§ **Data to process**
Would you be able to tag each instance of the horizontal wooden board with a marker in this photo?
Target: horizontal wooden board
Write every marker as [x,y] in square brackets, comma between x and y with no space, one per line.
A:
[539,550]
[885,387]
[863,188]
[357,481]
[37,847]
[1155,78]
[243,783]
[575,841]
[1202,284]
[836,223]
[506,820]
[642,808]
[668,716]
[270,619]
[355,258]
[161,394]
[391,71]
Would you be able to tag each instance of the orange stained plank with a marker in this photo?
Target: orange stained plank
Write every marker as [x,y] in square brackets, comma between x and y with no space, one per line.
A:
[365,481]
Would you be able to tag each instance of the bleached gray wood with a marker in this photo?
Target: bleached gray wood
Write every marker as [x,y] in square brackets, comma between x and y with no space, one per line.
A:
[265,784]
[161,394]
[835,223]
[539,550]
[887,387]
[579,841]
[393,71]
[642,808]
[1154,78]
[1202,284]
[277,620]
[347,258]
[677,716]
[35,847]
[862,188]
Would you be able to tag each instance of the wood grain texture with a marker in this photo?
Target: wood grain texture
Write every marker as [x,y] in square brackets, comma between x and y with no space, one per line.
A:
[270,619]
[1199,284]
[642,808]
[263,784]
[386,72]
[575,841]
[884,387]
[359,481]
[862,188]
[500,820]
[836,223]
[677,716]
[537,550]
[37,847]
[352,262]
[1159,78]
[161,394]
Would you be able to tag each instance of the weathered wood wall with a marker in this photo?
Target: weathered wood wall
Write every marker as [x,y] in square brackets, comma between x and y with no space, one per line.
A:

§ **Written problem**
Rewrite the whole listing above, changing every "tag" to "mark" and keeping everything else the same.

§ **Written answer**
Would you be able to mark each instance of the horizontal wooden board with a marker in this photo?
Target: horizontal wooden board
Write every marker as [x,y] in square brackets, comma between x and y with no space, one per line.
A:
[539,550]
[885,387]
[863,188]
[357,481]
[37,847]
[1155,78]
[243,783]
[575,841]
[1202,284]
[836,223]
[506,820]
[642,808]
[668,716]
[270,619]
[355,258]
[161,394]
[391,71]
Would you be able to mark each instance of the orange stained plank with a marker in this photo?
Target: orange stained plank
Write every marker as [x,y] in square brackets, comma between x and y with no space, one per line.
A:
[365,481]
Would you be able to mark each instance of the bleached gray wood with a marker in this photo?
Target: bleached gray wood
Write every marker as [x,y] in square brackets, comma between x and y with no space, one per line.
A:
[265,784]
[161,394]
[835,223]
[539,550]
[887,387]
[579,841]
[393,71]
[642,808]
[1154,78]
[1202,284]
[277,620]
[347,258]
[677,716]
[35,847]
[862,188]
Would you be able to mark each instance of the wood grain texture with a marker in this photo?
Target: wood grain texture
Write every marker as [x,y] in square brackets, comma between x and y with no space, one per line.
A:
[270,619]
[1199,284]
[642,808]
[263,784]
[386,72]
[575,841]
[884,387]
[359,481]
[862,188]
[500,820]
[836,223]
[677,716]
[537,550]
[37,847]
[352,262]
[1159,78]
[161,394]
Would you be able to mark each instance of the weathered wood wall with a marker in this photo?
Target: weathered wood wall
Write every marker as [x,y] in square brackets, comma between x and y with no space, one per line.
A:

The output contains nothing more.